(Referring expression data)
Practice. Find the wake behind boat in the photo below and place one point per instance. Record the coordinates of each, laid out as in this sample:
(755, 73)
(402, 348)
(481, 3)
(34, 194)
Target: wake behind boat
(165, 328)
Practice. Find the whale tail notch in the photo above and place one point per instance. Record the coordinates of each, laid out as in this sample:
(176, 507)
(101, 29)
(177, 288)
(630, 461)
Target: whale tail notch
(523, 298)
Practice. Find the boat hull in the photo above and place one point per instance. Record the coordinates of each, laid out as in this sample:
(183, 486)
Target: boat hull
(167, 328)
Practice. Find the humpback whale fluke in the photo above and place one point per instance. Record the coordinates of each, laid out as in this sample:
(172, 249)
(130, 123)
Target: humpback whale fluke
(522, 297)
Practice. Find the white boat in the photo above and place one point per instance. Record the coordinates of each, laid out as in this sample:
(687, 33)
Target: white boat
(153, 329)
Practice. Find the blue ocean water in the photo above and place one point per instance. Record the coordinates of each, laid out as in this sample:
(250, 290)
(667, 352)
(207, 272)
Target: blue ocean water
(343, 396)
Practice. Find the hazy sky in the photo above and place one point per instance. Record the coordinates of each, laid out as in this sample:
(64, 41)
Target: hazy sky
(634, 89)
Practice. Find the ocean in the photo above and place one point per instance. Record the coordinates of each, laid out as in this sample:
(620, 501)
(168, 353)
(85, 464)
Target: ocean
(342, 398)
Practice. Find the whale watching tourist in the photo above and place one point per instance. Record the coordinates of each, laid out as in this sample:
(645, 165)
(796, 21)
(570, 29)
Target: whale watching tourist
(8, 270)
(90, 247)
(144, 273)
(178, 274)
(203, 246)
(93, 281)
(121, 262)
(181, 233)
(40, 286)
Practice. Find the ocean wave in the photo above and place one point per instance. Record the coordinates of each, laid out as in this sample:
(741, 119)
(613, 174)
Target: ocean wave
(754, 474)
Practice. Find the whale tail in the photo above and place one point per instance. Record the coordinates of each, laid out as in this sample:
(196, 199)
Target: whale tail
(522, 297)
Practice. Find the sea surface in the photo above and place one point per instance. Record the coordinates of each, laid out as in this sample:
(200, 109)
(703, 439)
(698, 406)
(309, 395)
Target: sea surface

**What to do**: Each line in the data that holds the string "surface" needs to be copied.

**Solution for this problem**:
Practice. Find the sea surface in the photo above and place one point per instance. Record the coordinates of each, laid out as in this sample:
Target: sea surface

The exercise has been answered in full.